> [SELECTED EXTRACT]:
That level of specificity shapes everything downstream—script length, format choice, how success gets measured after launch. A narrow focus produces a more effective video. Trying to cover multiple objectives in one video is how you end up with a 20-minute video nobody finishes.
Step 2: Know Your Industrial Audience
Identify who this video serves before writing a single line of script:
- Skill level: Are these experienced operators or first-week hires?
- Language and literacy needs: Does this workforce require bilingual content or simplified vocabulary?
- Viewing conditions: Break room on a shared screen? Mobile device on the plant floor? Group onboarding session?
- Shift patterns: Will workers watch this mid-shift, and does that affect attention span and appropriate length?
Audience profile decisions directly shape tone, pacing, vocabulary, and how long the video should run. A video written for engineers will lose floor workers in the first two minutes.
Step 3: Choose the Right Video Format and Style
| Format | Best suited for |
|---|---|
| Live-action on-site | Physical procedures, equipment operation, PPE demonstrations |
| Animation | Hazardous processes too dangerous to film directly; internal system diagrams |
| Screen recording | Software dashboards, machinery control interfaces |
| Blended (live + animation) | Complex industrial processes needing both demonstration and explanation |
Live-action is the default for most industrial training content—workers respond to seeing actual equipment and real procedures. Animation earns its place when the process can't be safely filmed, or when the internal mechanics of a system need to be shown in a way cameras can't capture.
Blare Video has used exactly this blended approach: their perlite industrial video combined documentary-style facility footage with animated sequences to explain processes that standard camera work couldn't communicate on its own.
Step 4: Write the Script and Create a Storyboard
Write for the ear, not the page. Short sentences. Plain language. One concept per segment.
Research on instructional video engagement consistently favors short, segmented content. A study analyzing 6.9 million video-watching sessions found engagement was highest for videos under 3 minutes, with a recommended maximum of around 6 minutes per segment. For industrial training, 2 to 5 minutes per topic is the practical target. Longer subjects belong in a series, not a single extended video.
Storyboarding matters more in industrial production than in most other video formats. A detailed shot list — close-ups of machinery controls, worker demonstrations, on-screen text callouts, warning label overlays — tells the filming crew exactly what footage is needed on site. That clarity eliminates costly re-shoots when you're working around shift schedules and restricted access zones.
Step 5: Film on Location with Professional Production
On-site filming in industrial environments involves challenges that don't exist on a standard corporate shoot:
- Background noise from machinery requires directional microphones and careful audio monitoring
- PPE requirements apply to every crew member on the production floor
- Restricted or hazardous zones require site access planning in advance, not on shoot day
- Shift coordination means filming windows may be narrow and non-negotiable
- Warehouse and factory lighting often requires supplemental lighting to produce clear, usable footage
Blare Video's work with MOS Plastics illustrates how these challenges get managed with proper planning. That production combined drone shots for facility scale with close-up process footage, and added motion graphics in post to fill gaps standard camera angles couldn't cover.

> [EXTRACTED MATERIAL]:
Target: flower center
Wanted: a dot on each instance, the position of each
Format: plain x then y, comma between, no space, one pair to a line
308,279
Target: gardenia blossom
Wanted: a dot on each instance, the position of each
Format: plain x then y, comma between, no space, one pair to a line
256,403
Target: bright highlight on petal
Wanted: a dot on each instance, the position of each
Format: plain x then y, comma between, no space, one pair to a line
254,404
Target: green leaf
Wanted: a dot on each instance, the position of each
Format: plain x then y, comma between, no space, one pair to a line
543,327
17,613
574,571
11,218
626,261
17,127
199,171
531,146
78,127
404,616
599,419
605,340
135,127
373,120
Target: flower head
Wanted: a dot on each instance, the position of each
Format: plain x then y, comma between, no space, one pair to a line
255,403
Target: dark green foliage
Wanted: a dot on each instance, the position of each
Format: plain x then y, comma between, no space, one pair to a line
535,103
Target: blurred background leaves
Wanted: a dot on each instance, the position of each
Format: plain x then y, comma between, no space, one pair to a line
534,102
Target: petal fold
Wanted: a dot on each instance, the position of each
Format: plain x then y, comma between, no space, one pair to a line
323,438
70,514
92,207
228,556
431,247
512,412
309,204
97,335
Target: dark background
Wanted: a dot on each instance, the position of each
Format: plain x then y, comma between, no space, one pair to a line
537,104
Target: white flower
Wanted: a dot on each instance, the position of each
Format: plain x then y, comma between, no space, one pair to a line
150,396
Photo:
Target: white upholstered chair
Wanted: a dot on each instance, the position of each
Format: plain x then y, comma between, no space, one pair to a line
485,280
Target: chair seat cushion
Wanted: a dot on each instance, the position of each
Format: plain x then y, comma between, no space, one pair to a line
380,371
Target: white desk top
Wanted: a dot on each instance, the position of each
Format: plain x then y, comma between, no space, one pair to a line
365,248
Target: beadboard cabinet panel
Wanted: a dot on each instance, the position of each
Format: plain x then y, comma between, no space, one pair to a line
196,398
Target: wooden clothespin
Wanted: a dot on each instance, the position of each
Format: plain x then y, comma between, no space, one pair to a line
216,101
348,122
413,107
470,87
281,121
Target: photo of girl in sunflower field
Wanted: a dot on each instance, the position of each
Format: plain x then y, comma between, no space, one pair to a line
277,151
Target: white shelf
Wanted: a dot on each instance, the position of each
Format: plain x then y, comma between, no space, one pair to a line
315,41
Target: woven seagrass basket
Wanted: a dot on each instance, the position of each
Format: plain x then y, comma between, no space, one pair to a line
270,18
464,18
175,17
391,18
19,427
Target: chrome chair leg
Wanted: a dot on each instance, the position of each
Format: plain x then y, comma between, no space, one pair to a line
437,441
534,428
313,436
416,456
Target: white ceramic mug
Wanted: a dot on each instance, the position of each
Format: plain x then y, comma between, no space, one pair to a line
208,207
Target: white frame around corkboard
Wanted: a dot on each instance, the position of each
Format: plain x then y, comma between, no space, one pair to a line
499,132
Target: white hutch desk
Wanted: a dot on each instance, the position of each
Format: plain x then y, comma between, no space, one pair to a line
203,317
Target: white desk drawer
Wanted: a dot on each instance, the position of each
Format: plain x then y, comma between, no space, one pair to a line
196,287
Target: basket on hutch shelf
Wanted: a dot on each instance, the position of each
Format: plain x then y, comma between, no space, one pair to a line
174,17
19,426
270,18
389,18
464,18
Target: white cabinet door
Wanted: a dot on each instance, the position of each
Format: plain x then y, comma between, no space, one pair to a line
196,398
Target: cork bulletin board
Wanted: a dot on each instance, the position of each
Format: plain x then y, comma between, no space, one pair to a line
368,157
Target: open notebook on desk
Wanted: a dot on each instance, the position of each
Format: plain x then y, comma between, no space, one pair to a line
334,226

> [WRITTEN TASK A]:
Answer these questions using the guide on industrial training videos, one answer per line and marked to match:
(i) Which format does the table list as best suited for software dashboards and machinery control interfaces?
(ii) How many video-watching sessions did the cited study analyze?
(iii) What length per topic does the guide name as the practical target for industrial training?
> [WRITTEN TASK B]: Summarize the guide on industrial training videos in two sentences.
> [WRITTEN TASK C]: Carry on the guide on industrial training videos from the point where it stops.

> [EXPECTED OUTPUT A]:
(i) Screen recording.
(ii) 6.9 million.
(iii) 2 to 5 minutes per topic.

> [EXPECTED OUTPUT B]: Before scripting, the video's audience should be defined by skill level, language needs, viewing conditions and shift patterns, and a format should then be chosen, with live-action as the default and animation for processes that can't be safely filmed. Scripts should use short, plain segments of about 2 to 5 minutes per topic backed by a detailed storyboard, and on-site filming must plan for machinery noise, PPE rules, restricted zones, narrow shift windows and poor lighting.

> [EXPECTED OUTPUT C]:
Partnering with a production company experienced in industrial environments means PPE compliance on set, proper audio handling in noisy facilities, and footage that holds up in post-production. Blare Video provides full-service industrial production across major US markets — Los Angeles, San Diego, Phoenix, Dallas, Chicago, New York, and beyond.

Step 6: Edit, Distribute, and Measure Results
Post-production priorities for industrial training videos:
- On-screen text callouts highlighting critical steps
- Safety icons and warning label overlays at appropriate moments
- Captions for environments where workers can't use audio
- Consistent brand treatment throughout all modules in a series
Distribution decisions depend on how and where workers will access the content:
- LMS integration for tracked completion and knowledge checks
- In-app or device-based viewing on plant floor tablets
- Embedded in onboarding portals for new hires
- Group screening in break rooms or training facilities
Key metrics to track after launch:
- Completion rates by department or location
- Knowledge check scores before and after viewing
- Incident rate trends in areas covered by the training
- Time-to-competency for new hires completing the onboarding series
Without measurement, you can't prove the video worked—or identify where it needs to be updated as procedures change.
Key Factors That Affect Industrial Training Video Quality
- Validate every procedure with a subject matter expert (SME) — engineers, safety officers, or experienced operators — before a single shot is filmed. A factually wrong safety video is worse than no video at all.
- Assess lighting, acoustics, and environmental hazards during pre-production — not on shoot day when there's no time to adapt.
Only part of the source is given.